_Data records_
================================

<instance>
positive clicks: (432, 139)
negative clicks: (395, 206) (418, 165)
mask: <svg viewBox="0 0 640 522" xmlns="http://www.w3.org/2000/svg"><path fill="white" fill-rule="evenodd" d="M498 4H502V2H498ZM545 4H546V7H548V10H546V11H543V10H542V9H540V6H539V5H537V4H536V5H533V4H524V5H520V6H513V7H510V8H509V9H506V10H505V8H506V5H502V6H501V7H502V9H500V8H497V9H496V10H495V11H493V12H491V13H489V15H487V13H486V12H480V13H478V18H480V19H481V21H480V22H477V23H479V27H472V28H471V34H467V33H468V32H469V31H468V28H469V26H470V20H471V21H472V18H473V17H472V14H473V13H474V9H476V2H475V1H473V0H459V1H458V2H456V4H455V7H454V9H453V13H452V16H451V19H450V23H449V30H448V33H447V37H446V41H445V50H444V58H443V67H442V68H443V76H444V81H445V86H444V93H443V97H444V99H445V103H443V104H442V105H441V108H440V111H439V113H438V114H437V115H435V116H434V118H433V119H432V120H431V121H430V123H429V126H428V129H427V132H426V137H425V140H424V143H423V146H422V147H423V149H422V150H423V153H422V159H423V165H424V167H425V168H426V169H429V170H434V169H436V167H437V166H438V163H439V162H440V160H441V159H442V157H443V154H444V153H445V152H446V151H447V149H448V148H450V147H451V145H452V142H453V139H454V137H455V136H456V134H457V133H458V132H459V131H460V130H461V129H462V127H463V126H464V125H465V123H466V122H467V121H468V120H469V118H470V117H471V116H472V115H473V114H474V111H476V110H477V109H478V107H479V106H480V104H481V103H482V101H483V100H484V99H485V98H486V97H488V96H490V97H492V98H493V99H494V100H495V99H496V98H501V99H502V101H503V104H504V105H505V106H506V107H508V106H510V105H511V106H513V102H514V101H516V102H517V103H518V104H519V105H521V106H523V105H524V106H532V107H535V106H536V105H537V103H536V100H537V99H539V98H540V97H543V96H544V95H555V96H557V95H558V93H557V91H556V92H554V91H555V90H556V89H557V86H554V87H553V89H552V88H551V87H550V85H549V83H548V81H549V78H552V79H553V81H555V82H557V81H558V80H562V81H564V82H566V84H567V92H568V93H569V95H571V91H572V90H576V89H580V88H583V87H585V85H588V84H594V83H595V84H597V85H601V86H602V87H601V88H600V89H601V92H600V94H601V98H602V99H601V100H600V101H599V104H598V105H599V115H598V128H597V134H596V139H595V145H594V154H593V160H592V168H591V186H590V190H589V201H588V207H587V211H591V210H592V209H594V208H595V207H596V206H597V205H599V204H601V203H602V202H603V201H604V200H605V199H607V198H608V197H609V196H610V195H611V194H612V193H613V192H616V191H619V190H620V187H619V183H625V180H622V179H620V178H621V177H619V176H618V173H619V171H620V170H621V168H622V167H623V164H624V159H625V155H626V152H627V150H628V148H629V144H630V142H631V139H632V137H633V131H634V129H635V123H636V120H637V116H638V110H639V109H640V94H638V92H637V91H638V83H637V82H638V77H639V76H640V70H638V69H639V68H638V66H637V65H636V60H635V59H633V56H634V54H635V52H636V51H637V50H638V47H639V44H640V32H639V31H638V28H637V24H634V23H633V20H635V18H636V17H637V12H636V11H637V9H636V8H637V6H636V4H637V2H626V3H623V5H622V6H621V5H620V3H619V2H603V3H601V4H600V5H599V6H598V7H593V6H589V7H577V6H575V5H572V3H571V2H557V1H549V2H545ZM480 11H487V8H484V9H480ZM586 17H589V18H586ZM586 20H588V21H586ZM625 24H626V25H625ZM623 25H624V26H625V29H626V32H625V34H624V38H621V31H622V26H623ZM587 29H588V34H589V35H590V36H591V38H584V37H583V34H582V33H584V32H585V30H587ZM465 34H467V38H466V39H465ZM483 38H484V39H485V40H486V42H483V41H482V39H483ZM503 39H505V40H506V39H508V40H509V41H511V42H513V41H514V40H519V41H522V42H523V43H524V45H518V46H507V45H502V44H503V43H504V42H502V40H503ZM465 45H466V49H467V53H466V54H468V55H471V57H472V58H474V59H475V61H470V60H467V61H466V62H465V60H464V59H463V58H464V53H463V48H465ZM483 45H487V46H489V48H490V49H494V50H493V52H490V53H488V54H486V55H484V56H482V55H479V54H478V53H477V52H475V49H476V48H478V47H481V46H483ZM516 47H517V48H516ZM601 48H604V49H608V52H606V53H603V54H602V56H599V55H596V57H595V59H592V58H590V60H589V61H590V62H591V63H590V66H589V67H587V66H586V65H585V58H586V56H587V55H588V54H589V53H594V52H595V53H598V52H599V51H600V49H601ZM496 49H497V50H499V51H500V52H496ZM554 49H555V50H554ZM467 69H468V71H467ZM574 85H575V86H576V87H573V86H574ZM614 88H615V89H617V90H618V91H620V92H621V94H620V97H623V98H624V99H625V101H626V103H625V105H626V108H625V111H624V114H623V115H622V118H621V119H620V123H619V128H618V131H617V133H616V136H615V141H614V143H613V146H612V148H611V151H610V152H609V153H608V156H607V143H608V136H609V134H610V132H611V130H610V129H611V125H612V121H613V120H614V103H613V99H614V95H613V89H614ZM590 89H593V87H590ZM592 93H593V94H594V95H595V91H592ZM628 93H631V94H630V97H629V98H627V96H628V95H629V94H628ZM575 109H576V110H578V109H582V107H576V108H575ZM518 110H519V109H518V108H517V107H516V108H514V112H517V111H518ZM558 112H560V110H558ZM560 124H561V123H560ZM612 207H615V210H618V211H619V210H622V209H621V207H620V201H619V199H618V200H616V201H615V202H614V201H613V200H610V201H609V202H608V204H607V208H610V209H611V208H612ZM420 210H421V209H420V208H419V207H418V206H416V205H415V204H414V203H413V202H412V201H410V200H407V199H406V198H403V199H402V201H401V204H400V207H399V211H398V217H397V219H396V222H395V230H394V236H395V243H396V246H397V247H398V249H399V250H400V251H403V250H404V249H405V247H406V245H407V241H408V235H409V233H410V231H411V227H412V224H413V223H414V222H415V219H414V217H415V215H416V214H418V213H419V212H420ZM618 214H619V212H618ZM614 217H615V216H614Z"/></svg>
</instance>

================================

_What you are asked to do_
Reproduce every line of the listing above in which the string "clicks" appears.

_Finished exercise_
positive clicks: (432, 139)
negative clicks: (395, 206) (418, 165)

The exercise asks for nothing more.